* TEXTE AFFICHÉ
Répondant aux questions d’Osvaldo Ferrari, Jorge Luis Borges aborde tous les sujets, communique l’essentiel de sa réflexion sur le monde et sur les livres.

Le corpus des célèbres entretiens entre Jorge Luis Borges (Buenos Aires, 1899 – Genève, 1986) et Osvaldo Ferrari – poète, essayiste et journaliste – se composent de quatre livres traduits de l’espagnol au français, réunis en deux volumes pour cette édition : Dialogues I et Dialogues II.

Le dialogue radiophonique se révèle ici comme un genre littéraire à part entière, “une manière indirecte d’écrire” dit Borges, interrogé à près de quatre-vingt-cinq ans et frappé de cécité depuis les années 1950. On pourrait dire à la lecture de la transcription de ces nombreuses conversations, principalement réalisées pour Radio Municipal (Buenos Aires) en 1984, que Borges est la littérature incarnée à son sommet. “Le dialogue avec Borges, annonce Ferrari dans un prologue inédit, était une incursion au cœur même de la littérature, c’était un face-à-face avec l’esprit de ce qui est littéraire, qui s’était incarné en lui jusqu’au point de constituer le ciment et la clé de sa fascinante intelligence, cette intelligence littéraire du monde qui découvrait et renouvelait la description de la réalité.”

On est donc en présence d’une série d’échanges abordant essentiellement les méandres de la littérature universelle et les réponses de Borges aux questions multiples et foisonnantes (sur Conrad, Melville, Kipling, sur les westerns, la philosophie ou le sentiment amoureux) de Ferrari sont autant de variables d’ajustement pour composer un art des interstices. Chaque parole n’a pas de fin, chaque parole commence et s’achève dans une parole déjà prononcée ou en devenir. On perçoit combien la propension naturelle de l’écrivain était de “s’étendre, de se pencher et de se vider dans les mots”, dit Ferrari. Par sa voix, nous sont livrées, à travers ce qui se déroule comme une investigation au pays des lettres de tous les temps et de tous les continents, les perceptions personnelles de l’auteur du Livre de sable, ouvrage que Borges avoue être celui qu’il préfère dans l’ensemble de son œuvre.

Cette pensée critique en mouvement se délivre par petites touches, délicates, sensibles, percutantes, sous le signe d’une injonction qui aura obsédé l’écrivain sa vie durant : “L’art survient” – affirmation du peintre James Whistler face à toutes les tentatives d’explicitation de l’acte créateur, ce que Borges traduit à l’aide d’un passage johannique : “L’esprit souffle où il veut.” Ainsi apprend-on que, selon l’écrivain plusieurs fois nommé pour le Nobel, l’art et la littérature, toujours miraculeux dans leur surgissement, doivent s’extraire de toute temporalité, hors du politique et de l’Histoire, et que, roman ou épopée ou poème en prose, “chaque livre est unique, sa classification étant à la charge de la critique, mais rien de plus”.

* DONNÉES ENREGISTRÉES
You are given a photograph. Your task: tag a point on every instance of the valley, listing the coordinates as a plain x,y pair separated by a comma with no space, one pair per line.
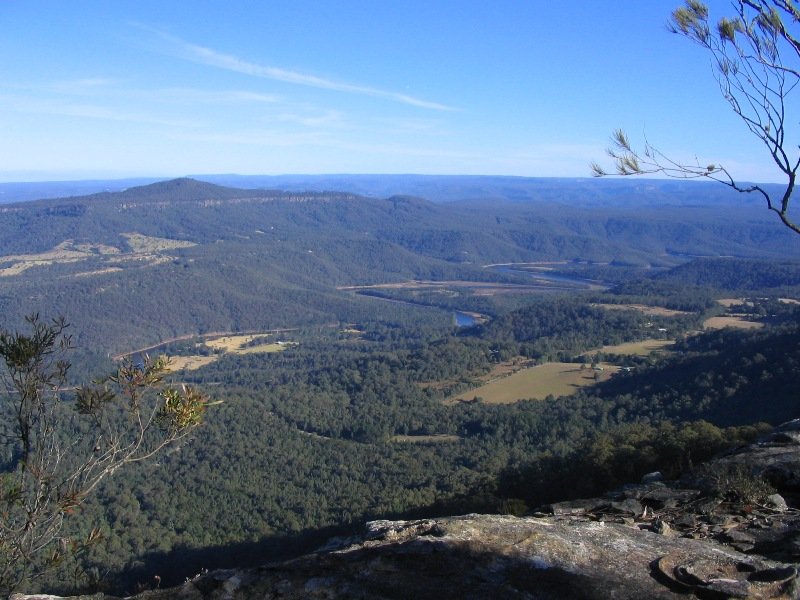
324,328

* PROBLÈME À RÉSOUDRE
Recopiez à l'identique le passage du texte sur les entretiens de Borges qui commence aux mots « On est donc » et se termine après « de son œuvre. ».

* SORTIE ATTENDUE
On est donc en présence d’une série d’échanges abordant essentiellement les méandres de la littérature universelle et les réponses de Borges aux questions multiples et foisonnantes (sur Conrad, Melville, Kipling, sur les westerns, la philosophie ou le sentiment amoureux) de Ferrari sont autant de variables d’ajustement pour composer un art des interstices. Chaque parole n’a pas de fin, chaque parole commence et s’achève dans une parole déjà prononcée ou en devenir. On perçoit combien la propension naturelle de l’écrivain était de “s’étendre, de se pencher et de se vider dans les mots”, dit Ferrari. Par sa voix, nous sont livrées, à travers ce qui se déroule comme une investigation au pays des lettres de tous les temps et de tous les continents, les perceptions personnelles de l’auteur du Livre de sable, ouvrage que Borges avoue être celui qu’il préfère dans l’ensemble de son œuvre.